* [WHAT THIS TASK INVOLVES]:
Copy out the records below word for word, everything from the line containing "the balcony as" down to the line containing "point(397, 263)", with both of those lines included.

---- GIVEN DATA

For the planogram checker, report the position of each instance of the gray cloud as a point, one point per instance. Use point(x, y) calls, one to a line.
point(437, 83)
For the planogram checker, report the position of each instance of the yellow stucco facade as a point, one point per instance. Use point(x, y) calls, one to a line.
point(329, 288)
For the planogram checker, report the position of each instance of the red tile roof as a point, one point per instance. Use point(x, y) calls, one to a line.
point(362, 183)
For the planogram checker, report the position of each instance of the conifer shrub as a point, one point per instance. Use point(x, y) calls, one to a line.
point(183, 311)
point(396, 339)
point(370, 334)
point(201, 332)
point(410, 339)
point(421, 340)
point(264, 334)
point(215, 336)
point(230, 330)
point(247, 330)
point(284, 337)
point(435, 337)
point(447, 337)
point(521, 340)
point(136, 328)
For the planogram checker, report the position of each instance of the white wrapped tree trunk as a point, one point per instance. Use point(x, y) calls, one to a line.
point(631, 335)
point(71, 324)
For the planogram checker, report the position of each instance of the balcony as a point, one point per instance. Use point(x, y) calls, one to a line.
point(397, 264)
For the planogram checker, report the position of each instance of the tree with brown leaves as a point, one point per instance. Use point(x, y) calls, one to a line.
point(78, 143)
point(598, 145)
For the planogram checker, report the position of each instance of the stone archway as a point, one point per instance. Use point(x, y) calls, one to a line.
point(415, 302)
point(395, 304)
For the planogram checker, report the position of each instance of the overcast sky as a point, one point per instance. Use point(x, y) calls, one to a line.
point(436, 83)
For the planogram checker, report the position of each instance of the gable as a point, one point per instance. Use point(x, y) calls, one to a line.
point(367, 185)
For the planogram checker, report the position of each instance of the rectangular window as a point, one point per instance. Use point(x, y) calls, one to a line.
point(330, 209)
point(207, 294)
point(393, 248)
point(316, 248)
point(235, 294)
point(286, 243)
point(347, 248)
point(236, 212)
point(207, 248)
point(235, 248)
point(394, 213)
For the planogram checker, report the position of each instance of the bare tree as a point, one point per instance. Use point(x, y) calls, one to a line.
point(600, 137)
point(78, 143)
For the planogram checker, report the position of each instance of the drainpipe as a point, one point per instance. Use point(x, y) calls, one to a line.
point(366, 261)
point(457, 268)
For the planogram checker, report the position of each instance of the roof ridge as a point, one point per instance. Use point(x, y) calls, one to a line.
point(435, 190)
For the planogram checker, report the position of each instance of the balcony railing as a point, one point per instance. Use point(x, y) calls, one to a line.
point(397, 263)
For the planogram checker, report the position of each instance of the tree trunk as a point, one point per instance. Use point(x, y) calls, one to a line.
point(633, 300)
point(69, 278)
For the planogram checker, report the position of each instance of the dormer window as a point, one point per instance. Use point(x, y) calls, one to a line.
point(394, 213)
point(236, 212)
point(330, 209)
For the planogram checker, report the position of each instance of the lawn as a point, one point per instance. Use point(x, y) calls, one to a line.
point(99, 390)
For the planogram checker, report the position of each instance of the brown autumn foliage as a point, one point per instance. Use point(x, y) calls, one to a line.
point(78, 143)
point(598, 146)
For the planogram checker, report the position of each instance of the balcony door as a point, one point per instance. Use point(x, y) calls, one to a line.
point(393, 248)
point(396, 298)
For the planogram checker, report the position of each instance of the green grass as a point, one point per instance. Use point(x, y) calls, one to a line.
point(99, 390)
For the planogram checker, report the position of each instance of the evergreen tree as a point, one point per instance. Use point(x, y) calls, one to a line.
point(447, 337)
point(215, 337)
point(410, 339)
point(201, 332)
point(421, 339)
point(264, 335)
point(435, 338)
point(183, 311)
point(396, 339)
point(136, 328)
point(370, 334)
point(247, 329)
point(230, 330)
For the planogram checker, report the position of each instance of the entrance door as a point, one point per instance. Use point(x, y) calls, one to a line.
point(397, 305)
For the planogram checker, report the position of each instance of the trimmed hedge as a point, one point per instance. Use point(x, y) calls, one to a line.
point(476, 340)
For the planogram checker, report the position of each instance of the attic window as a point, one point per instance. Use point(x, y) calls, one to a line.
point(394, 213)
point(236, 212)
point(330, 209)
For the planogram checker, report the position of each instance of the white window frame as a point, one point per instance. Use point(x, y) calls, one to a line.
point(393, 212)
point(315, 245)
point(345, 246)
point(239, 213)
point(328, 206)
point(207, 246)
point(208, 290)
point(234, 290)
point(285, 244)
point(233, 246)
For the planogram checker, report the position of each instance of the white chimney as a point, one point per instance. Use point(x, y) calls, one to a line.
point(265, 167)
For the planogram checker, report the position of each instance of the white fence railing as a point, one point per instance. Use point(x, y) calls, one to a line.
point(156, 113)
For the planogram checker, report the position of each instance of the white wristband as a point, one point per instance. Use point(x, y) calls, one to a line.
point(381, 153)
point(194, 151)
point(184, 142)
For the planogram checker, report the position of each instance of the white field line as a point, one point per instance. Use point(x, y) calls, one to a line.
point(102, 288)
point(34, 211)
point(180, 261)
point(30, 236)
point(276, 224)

--------

* [EXPECTED OUTPUT]:
For the planogram checker, report the position of each instance of the balcony as a point, one point per instance. Use point(x, y) calls, one to a line.
point(397, 264)
For the planogram checker, report the position of each instance of the tree with brown leaves as a point, one point per instance. Use point(x, y) calls, one to a line.
point(78, 143)
point(598, 145)
For the planogram checker, report the position of each instance of the stone archway as a point, one point per instance. Use point(x, y) calls, one to a line.
point(415, 302)
point(395, 304)
For the planogram checker, report the position of each instance of the overcast sky as a point, one point per instance. Use point(x, y) calls, one to a line.
point(436, 83)
For the planogram checker, report the position of each instance of the gable as a point, one point per instance. Use point(x, y) calls, one to a line.
point(367, 185)
For the planogram checker, report the position of each instance of the rectangular window as a point, one point per instance. Use point(x, y) calls, one to a line.
point(330, 209)
point(207, 294)
point(393, 248)
point(316, 248)
point(235, 294)
point(286, 243)
point(347, 248)
point(236, 212)
point(207, 248)
point(235, 248)
point(394, 213)
For the planogram checker, report the position of each instance of the bare tree as a point, one point per instance. Use point(x, y) calls, one to a line.
point(600, 137)
point(78, 143)
For the planogram checker, report the position of each instance of the drainpipe as a point, one point per instance. Use point(x, y) calls, one to a line.
point(366, 261)
point(457, 268)
For the planogram checker, report the position of each instance of the roof ridge as a point, one point per instance. Use point(x, y) calls, one to a line.
point(435, 190)
For the planogram checker, report the position of each instance of the balcony railing as a point, one point per instance. Use point(x, y) calls, one to a line.
point(397, 263)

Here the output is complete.